## What is required
Copy out the items starting at the line containing "target | crown with star decoration" and ending at the line containing "x=278, y=332", keeping every line, and multiply each answer point coordinate by 1.5, rounding to whole numbers with halves going up. Leave the sample coordinates and all other text unchanged.

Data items
════════════════

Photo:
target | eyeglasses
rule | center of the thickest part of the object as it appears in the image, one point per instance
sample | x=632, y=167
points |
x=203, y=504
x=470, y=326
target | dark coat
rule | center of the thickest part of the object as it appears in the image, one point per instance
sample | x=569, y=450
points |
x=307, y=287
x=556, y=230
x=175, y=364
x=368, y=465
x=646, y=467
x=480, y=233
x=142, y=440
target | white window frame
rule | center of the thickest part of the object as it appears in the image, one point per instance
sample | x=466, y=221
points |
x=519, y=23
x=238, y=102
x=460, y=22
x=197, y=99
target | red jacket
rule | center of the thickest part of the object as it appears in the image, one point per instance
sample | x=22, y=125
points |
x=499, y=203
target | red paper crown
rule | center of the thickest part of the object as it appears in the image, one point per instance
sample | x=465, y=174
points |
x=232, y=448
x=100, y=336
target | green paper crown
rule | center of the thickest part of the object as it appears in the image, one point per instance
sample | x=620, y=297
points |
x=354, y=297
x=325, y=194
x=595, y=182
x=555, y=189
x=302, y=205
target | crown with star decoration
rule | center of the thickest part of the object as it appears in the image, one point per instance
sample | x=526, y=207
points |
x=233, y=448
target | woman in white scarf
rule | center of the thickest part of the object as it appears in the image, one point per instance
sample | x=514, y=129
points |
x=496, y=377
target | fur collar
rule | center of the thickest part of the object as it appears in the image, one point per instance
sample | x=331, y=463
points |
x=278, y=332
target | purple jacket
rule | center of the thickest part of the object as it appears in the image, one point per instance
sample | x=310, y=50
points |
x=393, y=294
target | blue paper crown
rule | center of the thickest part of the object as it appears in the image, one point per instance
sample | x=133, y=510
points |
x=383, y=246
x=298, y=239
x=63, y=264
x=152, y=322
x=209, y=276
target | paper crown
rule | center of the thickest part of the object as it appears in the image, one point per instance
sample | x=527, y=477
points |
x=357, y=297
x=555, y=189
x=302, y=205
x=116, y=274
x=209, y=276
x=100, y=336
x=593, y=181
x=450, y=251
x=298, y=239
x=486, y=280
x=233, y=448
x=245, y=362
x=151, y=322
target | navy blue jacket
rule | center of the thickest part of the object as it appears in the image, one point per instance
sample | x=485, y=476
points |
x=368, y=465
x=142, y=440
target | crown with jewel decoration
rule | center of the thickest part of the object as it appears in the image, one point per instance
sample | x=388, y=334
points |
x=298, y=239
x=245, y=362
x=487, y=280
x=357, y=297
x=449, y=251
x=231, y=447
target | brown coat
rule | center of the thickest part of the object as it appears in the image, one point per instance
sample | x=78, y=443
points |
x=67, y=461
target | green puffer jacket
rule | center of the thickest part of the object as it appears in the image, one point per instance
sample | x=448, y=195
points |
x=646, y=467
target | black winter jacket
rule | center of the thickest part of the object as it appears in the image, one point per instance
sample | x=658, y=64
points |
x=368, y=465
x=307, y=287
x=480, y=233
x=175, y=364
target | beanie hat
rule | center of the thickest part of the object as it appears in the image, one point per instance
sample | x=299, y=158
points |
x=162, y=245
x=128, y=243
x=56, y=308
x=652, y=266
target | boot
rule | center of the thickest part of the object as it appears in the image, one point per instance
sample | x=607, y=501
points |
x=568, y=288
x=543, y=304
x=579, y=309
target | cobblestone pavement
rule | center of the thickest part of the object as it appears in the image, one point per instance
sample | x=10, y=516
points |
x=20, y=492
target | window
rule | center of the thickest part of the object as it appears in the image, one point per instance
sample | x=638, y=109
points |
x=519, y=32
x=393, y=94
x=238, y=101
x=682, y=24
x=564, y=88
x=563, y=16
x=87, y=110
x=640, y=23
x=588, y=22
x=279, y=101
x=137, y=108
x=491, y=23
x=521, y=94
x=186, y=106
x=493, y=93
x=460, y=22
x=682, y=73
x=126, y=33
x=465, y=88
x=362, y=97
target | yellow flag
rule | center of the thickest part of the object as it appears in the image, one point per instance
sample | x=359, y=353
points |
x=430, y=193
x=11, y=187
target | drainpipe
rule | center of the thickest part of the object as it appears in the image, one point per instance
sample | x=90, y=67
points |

════════════════

## The answer
target | crown with star decoration
rule | center of the thickest part of the object as it appears in the image, one point per instance
sample | x=526, y=207
points |
x=350, y=672
target | woman in white scarf
rule | center of the thickest part of the object as it appears in the image, one point per instance
sample | x=514, y=129
points |
x=744, y=566
target | fur collar
rule | center of the thickest part of the object as it appears in the image, one point per instance
sample | x=331, y=463
points |
x=417, y=498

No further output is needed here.